▶ **DOCUMENT EXTRACT**:
********

So I wonder, this woman with the voice I hear at this very moment, has she lived before? Is she struggling to get out or simply vying to be heard? Sometimes, I wonder who she is, where is she from. If she really isn’t me, than who was she, who is she, and how long will her voice sing inside my mind?
Who speaks the silent voice you hear so clearly from the depths of your stillness?

Sunday, December 2, 2012

Kitchen clean-up...a follow-up to my previous post

Years ago after dinner, my mother and father decided to go for a walk. It was my job to clear the table and fill the dishwasher. Being a typical kid I did the barest minimum regarding clean-up. That particular night I decided to make the kitchen shine. Scrambling from task to task I cleaned that kitchen as if a white gloved Army Sargent was showing up for inspection. (She was.) I worked fast because I wanted to please my mother. Job done…it was perfect. I was so proud.

When they came back from their walk I was on the couch watching TV, proud as all get-out by what I had accomplished. Walking into the kitchen my mother went ballistic. In my haste to clean perfectly I had missed wiping clean a one square foot section of counter-top to the left of the stove. It was the first thing my mother saw when she entered the kitchen. 

“Can’t you do anything right, you are so lazy, all I ask is one thing, get your ass off the couch and finish the job…scream, scream, scream.” When I pointed out how perfect the rest of the room was she turned and stormed out of the kitchen. I was beyond hurt. I had tried my best to please her and all I did was piss her off. I was a failure in the eyes of the person I wanted to impress with my efforts. 

That day I learned that even if you think it’s perfect, it’s not, and that sometimes the people you admire most are the ones who focus on the one square foot of crumbs rather than the rest of the gleaming kitchen.

It’s too bad my mother focused on the crumbs. It’s too bad that out of my entire childhood and relationship with her I focus on the crumbs, I am after all her daughter. At least now, with my own family and the people I deal with each day, I try to look past the crumbs and search for gleam. But as has been pointed out to me on numerous occasions I’m not perfect, no one is.

Tuesday, November 27, 2012

The dust bunny process of writing

In my head there is a thought, sometimes it’s something which leaves me breathless with anticipation and sometimes it is as quiet as the gentle drip from a faucet in the middle of the night. The barely audible faucet sound is often the most annoying because it is constant, until it flows from my mind to the ends of my fingers onto the keyboard.

********

▶ **LISTING**:

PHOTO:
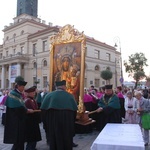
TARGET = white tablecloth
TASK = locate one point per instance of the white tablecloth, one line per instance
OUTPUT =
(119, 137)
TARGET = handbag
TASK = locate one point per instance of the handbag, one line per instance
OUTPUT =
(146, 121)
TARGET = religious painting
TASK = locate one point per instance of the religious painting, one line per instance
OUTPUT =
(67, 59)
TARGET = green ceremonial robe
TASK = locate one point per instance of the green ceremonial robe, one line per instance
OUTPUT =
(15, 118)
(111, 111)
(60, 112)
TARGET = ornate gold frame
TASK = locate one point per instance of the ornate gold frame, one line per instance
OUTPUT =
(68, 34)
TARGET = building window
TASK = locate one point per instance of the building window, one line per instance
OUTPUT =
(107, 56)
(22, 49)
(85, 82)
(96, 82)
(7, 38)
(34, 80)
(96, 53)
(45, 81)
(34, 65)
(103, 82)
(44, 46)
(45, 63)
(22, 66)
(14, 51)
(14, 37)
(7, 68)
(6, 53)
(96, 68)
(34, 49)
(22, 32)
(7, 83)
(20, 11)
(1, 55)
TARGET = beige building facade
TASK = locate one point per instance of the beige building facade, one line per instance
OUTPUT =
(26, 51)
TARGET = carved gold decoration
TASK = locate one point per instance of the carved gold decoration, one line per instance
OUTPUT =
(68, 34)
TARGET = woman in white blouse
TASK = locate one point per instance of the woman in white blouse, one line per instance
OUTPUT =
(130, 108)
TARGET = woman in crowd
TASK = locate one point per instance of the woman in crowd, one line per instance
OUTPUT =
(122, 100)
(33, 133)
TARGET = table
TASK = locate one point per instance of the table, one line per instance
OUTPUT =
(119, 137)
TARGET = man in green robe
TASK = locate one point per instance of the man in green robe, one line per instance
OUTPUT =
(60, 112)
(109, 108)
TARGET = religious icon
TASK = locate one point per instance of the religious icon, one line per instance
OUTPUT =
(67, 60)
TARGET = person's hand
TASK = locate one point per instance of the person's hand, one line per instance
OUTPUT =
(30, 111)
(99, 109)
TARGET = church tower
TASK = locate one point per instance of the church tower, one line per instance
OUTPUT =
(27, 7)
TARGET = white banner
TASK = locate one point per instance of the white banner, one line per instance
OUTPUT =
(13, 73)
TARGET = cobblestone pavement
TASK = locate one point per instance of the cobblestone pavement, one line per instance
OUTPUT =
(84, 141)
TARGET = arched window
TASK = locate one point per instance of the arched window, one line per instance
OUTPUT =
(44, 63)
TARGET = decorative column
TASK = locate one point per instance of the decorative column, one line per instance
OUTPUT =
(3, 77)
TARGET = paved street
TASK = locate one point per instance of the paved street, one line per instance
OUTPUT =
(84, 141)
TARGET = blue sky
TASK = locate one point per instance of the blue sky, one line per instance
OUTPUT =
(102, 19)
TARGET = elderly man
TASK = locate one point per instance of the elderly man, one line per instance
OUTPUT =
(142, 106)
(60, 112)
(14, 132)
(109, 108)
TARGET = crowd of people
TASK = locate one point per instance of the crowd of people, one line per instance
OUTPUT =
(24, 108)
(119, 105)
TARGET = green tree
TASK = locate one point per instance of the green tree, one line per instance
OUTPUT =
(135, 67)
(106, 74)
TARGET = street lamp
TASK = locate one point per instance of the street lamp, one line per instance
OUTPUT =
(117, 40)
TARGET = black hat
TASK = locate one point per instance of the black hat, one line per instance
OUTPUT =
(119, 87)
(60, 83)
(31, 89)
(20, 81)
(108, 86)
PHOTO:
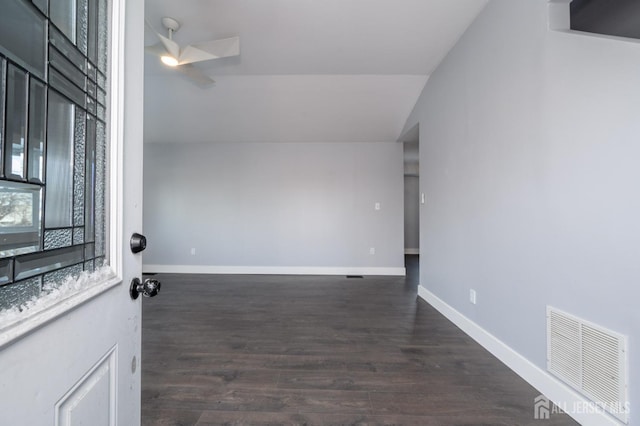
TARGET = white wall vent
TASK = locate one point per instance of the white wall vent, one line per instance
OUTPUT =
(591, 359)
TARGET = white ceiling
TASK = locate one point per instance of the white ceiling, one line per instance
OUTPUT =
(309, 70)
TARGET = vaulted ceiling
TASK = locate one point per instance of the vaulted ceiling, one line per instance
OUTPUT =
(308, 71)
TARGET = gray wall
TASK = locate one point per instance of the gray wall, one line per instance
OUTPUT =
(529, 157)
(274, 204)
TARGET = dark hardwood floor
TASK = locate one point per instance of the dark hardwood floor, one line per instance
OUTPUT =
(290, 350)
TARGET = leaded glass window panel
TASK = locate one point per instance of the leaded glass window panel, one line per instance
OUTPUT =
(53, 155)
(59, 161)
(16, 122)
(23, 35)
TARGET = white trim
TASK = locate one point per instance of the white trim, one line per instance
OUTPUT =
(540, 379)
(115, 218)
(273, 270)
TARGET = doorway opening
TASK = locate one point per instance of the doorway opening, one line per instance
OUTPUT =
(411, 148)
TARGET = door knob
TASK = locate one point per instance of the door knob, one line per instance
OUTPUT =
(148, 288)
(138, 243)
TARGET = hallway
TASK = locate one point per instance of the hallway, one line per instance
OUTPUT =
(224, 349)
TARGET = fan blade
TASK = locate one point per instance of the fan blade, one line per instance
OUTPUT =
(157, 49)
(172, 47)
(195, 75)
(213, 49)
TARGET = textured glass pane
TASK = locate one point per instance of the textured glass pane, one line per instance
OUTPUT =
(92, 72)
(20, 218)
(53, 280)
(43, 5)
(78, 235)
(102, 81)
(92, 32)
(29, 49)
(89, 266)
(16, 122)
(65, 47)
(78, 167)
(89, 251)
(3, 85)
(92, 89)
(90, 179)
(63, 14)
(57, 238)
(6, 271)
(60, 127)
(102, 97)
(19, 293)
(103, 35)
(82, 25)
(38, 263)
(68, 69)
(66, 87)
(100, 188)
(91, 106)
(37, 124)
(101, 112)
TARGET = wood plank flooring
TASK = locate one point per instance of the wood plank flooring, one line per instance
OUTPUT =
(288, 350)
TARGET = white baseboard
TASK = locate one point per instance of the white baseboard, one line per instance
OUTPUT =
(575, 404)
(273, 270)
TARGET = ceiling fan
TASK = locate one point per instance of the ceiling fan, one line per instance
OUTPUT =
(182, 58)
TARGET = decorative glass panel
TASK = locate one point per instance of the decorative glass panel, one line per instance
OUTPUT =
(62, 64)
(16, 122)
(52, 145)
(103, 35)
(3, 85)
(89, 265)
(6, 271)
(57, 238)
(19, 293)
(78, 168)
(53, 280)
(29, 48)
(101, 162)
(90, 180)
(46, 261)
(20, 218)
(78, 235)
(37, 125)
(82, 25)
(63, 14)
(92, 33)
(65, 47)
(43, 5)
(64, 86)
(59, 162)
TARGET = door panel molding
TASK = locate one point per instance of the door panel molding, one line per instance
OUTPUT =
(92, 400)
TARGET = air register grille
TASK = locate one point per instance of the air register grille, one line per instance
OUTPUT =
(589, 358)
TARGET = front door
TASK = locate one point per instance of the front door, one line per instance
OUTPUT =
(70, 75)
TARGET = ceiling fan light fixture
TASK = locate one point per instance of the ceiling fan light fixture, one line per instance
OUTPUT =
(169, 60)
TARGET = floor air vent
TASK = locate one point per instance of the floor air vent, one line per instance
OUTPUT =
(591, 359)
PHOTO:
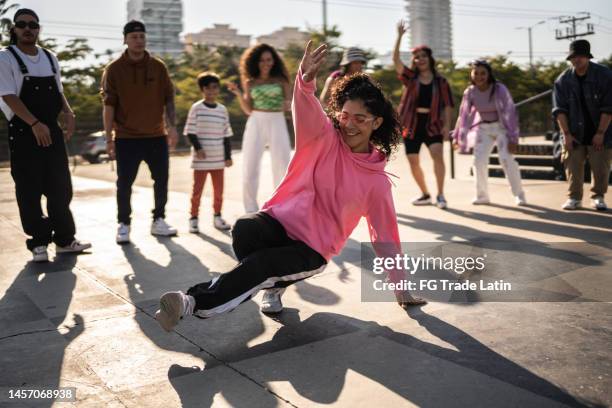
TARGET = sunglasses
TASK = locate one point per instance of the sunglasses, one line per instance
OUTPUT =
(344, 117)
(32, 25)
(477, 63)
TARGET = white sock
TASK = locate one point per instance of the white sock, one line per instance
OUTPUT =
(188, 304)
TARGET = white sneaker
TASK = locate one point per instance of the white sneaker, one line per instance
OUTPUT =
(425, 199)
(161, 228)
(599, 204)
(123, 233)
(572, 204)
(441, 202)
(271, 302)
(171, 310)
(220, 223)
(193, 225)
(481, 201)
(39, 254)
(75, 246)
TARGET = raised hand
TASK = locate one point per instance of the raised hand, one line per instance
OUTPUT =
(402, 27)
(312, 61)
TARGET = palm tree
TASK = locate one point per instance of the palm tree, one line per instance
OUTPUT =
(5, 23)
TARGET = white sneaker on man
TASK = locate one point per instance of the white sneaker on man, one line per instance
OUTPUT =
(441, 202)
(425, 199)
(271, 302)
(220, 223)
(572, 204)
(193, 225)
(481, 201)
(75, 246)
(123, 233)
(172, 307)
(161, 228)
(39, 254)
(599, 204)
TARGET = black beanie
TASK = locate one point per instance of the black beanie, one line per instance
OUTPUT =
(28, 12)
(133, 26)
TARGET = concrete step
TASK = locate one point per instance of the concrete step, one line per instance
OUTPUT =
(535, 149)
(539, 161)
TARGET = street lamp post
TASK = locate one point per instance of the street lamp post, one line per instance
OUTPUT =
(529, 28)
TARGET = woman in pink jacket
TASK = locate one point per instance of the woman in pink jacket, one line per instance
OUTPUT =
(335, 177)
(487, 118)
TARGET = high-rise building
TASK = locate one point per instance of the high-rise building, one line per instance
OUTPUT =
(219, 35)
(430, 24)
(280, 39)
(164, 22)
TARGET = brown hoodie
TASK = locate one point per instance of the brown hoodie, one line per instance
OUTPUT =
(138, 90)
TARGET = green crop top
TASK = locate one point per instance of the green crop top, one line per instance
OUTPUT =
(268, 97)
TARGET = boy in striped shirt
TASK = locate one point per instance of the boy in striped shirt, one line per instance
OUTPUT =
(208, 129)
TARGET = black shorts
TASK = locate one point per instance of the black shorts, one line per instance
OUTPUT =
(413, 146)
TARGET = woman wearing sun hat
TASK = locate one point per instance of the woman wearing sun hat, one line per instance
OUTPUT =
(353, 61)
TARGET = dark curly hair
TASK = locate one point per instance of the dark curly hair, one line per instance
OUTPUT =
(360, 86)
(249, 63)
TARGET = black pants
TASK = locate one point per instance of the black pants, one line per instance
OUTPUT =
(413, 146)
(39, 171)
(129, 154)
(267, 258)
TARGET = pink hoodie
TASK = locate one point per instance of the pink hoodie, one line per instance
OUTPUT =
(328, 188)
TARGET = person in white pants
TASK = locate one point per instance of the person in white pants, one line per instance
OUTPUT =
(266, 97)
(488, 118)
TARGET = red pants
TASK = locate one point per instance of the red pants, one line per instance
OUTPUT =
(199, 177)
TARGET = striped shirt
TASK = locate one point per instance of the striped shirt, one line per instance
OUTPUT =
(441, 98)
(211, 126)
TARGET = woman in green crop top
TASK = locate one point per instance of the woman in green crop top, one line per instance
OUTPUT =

********

▶ **WRITTEN EXERCISE 1**: According to the blog excerpt, what spot in the kitchen did the writer miss wiping?
▶ **WRITTEN EXERCISE 2**: Rewrite the part of the blog excerpt that opens with the words containing "Years ago after" and closes with "was so proud.", putting "sink" in place of "dishwasher".

▶ **WRITTEN SOLUTION 1**: A one square foot section of counter-top to the left of the stove.

▶ **WRITTEN SOLUTION 2**:
Years ago after dinner, my mother and father decided to go for a walk. It was my job to clear the table and fill the sink. Being a typical kid I did the barest minimum regarding clean-up. That particular night I decided to make the kitchen shine. Scrambling from task to task I cleaned that kitchen as if a white gloved Army Sargent was showing up for inspection. (She was.) I worked fast because I wanted to please my mother. Job done…it was perfect. I was so proud.